■ TO DO
1: List every piece of kitchen equipment named in the instructions of the fried okra salad recipe.
2: Count the lines of the records that contain the word "dress", and give only the number.

■ EXCERPT PROVIDED
····················
Fried Okra Salad
Servings: 0
Ingredients
- 1 1/2 cups self-rising yellow cornmeal
- 1 teaspoon salt
- 1 lb. fresh okra
- 1 1/2 cups buttermilk
- Peanut oil
- 1 head Bibb lettuce
- 1 large tomato chopped (about 1 cup)
- 1 medium-size sweet onion thinly sliced (about 3/4 cup)
- 1 medium-size green bell pepper chopped
- Lemon Dressing
- 3 bacon slices cooked and crumbled
Instructions
- Combine cornmeal and salt. Dip okra in buttermilk; dredge in cornmeal mixture. Pour peanut oil to a depth of 2 inches into a Dutch oven or deep cast-iron skillet; heat to 375°. Fry okra, in batches, 2 minutes or until golden, turning once. Drain on a wire rack over paper towels. Arrange lettuce leaves on a serving platter; top with tomato, onion slices, and bell pepper. Add Lemon Dressing, tossing to coat. Top with fried okra, and sprinkle with crumbled bacon. Serve immediately.
····················
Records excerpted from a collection
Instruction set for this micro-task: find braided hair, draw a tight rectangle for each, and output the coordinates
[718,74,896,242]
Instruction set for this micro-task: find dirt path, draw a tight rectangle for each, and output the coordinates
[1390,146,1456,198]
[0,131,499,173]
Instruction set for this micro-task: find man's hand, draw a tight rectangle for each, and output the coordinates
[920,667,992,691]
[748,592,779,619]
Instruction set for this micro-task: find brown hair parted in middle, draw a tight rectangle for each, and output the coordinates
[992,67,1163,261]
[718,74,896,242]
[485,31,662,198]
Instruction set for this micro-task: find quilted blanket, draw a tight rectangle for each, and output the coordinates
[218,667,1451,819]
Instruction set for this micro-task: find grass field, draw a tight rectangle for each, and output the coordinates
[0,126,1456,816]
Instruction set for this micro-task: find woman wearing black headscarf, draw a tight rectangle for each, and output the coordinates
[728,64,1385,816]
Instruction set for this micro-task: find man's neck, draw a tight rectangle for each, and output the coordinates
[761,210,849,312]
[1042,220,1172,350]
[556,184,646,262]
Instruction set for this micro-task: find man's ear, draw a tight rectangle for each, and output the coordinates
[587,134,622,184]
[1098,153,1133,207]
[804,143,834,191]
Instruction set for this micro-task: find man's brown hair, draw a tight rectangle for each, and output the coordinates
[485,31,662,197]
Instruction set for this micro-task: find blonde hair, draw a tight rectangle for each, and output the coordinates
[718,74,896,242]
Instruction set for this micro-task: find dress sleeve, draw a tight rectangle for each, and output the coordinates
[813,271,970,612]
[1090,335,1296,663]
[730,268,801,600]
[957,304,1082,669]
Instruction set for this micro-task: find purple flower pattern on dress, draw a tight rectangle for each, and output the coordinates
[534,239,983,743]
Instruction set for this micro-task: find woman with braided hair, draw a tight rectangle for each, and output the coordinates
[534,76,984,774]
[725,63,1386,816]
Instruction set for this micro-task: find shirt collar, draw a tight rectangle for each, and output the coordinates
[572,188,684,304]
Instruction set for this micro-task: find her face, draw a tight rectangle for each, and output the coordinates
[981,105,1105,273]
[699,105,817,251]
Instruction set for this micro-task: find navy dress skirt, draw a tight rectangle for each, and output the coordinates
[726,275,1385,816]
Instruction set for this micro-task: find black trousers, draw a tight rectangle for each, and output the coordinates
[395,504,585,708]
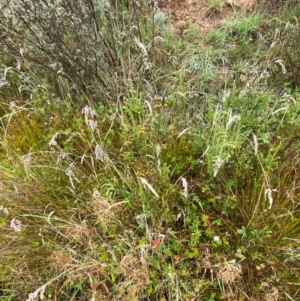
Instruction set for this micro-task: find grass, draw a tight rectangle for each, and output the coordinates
[0,1,300,301]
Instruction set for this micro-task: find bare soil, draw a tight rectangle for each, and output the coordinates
····················
■ PER-TASK ANSWERS
1: Dutch oven, deep cast-iron skillet, wire rack, paper towels, serving platter

2: 3